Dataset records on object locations
--*--

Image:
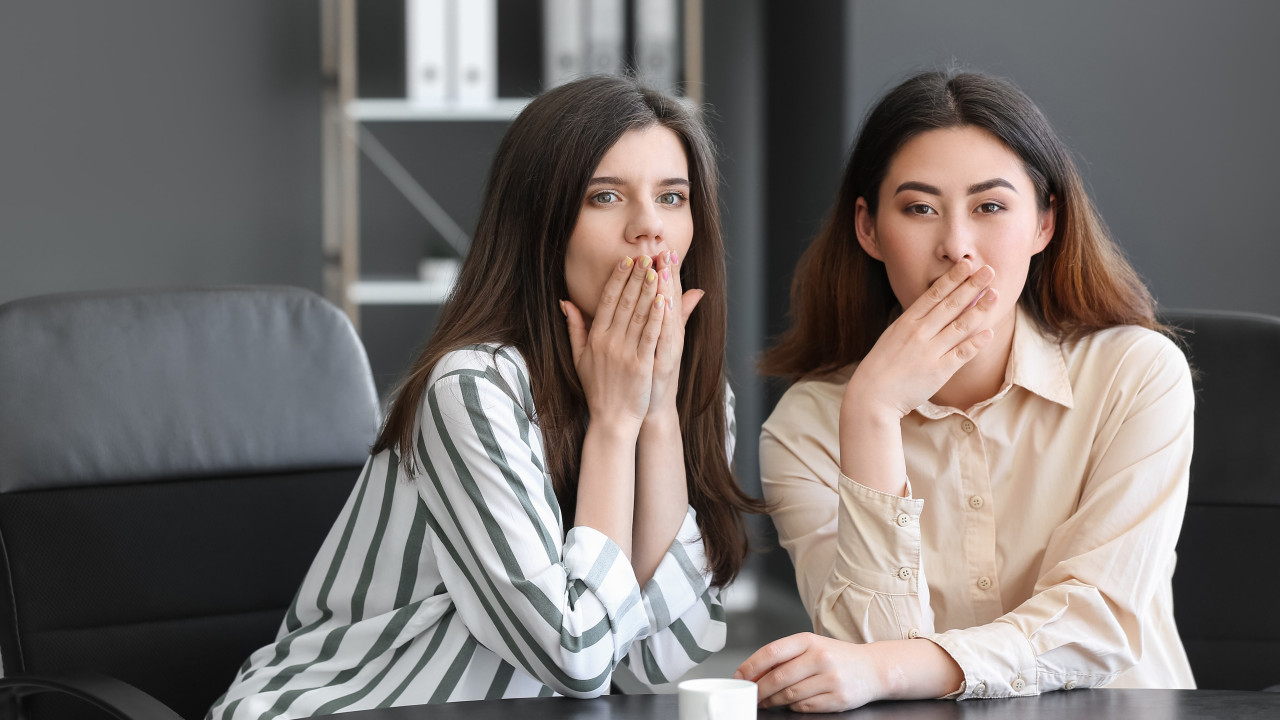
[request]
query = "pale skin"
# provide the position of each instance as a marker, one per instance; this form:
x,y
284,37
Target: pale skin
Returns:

--*--

:: Brief ::
Copy the entries above word for word, but leave out the pictures.

:: Task answer ::
Image:
[request]
query = "pale skin"
# provide the position of each instance as a marker, one per instance; this form:
x,y
284,37
Target: pale skin
Returns:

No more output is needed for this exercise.